== Directive 1 ==
List every line in the records that contains the string "ceiling". Case counts.

The transfer-vs-divergence relationship is a soft threshold, not a clean gradient
The headline ρ describes a monotonic-ish trend across 240 pairs, but a sliding-window mean over KL shows something more interesting: transfer holds at roughly 10-18% for the lowest-divergence pairs, dips briefly below 10% near KL = 0.23, recovers to ~17% in the KL = 0.5-1.0 band, then collapses below 5% for all pairs above KL ≈ 1.5.

Figure. Where does transfer crash? x = sliding-window center on forward KL. y = mean marker transfer rate within a window of 50 pairs (step = 10 pairs). Red dashed horizontal line = G floor of 0.1 (the lowest "interpretable transfer" rate I'm willing to call non-noise). Red dotted vertical line = first window center that dips below the floor (KL ≈ 0.23). The headline: pairs whose base-model divergence is in the bottom third see some transfer (10-18%), pairs above KL ≈ 1.5 essentially never transfer. The mid-KL bump in the 0.5-0.8 band is what keeps this from being a clean step function — there's heterogeneity inside the medium-divergence band that one number doesn't capture.
The non-monotonicity in the middle is the part of the story I'd want to dig into next. A clean step function would say "transfer happens iff base-model output distributions are similar enough" — a tidy claim with a defensible threshold. What I actually see is more like "transfer is more likely when base-model output distributions are similar, but the relationship is noisy in the medium-divergence band". The mid-band bump suggests some sub-class structure I'm averaging over — possibly the same intra-class story you see in the per-class-pair grid below, where same-class transfer tends to be tight even at moderate KL.

== Rows ==
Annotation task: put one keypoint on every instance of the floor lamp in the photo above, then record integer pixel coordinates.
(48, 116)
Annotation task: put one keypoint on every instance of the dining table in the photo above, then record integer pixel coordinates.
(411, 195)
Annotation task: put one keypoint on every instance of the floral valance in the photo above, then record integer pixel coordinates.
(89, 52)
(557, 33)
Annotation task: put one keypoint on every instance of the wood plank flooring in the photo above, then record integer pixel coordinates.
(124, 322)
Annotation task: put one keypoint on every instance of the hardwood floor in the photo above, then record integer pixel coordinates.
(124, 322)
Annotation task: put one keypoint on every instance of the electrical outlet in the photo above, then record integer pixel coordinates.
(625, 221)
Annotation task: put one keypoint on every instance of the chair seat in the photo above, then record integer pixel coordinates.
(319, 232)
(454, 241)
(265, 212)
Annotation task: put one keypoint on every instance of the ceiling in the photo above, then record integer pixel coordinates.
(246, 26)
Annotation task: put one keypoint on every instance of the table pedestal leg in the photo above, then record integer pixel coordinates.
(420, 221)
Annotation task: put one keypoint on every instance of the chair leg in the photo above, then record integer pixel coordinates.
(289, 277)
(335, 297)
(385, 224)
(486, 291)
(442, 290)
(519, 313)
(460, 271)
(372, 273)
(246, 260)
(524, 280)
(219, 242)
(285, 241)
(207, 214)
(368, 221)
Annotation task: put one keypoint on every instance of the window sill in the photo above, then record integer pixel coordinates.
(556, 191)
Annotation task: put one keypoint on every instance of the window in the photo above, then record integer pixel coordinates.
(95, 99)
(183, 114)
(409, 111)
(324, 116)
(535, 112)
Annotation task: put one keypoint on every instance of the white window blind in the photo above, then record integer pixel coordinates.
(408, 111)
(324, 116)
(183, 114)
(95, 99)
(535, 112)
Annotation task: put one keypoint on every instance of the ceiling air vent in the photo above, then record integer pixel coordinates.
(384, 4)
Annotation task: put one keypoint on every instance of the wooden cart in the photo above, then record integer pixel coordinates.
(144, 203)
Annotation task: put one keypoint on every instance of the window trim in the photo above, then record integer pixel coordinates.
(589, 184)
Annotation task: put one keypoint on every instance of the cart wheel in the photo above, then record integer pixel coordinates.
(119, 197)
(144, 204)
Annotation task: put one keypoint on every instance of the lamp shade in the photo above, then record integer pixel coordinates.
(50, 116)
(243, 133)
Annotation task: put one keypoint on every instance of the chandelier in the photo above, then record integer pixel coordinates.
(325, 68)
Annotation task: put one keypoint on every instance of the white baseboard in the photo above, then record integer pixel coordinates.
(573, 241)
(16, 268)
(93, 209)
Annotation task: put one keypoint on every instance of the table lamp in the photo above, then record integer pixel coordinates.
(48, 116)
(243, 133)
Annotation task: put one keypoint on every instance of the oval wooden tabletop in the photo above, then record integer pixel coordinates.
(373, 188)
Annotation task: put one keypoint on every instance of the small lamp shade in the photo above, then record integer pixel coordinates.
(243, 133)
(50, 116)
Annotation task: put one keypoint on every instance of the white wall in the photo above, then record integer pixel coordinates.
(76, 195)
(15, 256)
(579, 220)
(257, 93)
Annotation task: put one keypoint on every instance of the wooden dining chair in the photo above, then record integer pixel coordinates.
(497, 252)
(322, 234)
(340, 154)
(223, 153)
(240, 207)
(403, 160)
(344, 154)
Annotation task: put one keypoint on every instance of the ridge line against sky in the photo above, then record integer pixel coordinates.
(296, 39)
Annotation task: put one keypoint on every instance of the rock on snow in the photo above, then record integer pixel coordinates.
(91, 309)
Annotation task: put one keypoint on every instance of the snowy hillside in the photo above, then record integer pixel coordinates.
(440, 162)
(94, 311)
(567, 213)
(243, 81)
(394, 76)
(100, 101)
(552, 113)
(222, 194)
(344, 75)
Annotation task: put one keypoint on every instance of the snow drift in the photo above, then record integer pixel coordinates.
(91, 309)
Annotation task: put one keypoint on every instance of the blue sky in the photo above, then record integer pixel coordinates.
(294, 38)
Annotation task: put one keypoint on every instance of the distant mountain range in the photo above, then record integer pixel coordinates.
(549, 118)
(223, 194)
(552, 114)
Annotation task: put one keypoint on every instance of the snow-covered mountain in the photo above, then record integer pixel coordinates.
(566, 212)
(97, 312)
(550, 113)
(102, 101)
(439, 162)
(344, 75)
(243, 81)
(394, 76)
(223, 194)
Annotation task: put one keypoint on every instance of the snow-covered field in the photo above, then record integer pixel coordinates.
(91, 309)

== Directive 2 ==
In the text on transfer and divergence, do these statements agree with the text? (a) Transfer drops below 5% for all pairs above KL ≈ 1.5. (b) The figure's sliding window spans 100 pairs. (c) The relationship forms a clean step function.

== Solution 1 ==
Annotation task: put one keypoint on every instance of the ceiling in the photo above, then record integer pixel coordinates.
Annotation task: put one keypoint on every instance of the ceiling air vent in the photo above, then record integer pixel coordinates.

== Solution 2 ==
(a) Yes: "then collapses below 5% for all pairs above KL ≈ 1.5."
(b) No: "within a window of 50 pairs (step = 10 pairs)"
(c) No: "The mid-KL bump in the 0.5-0.8 band is what keeps this from being a clean step function"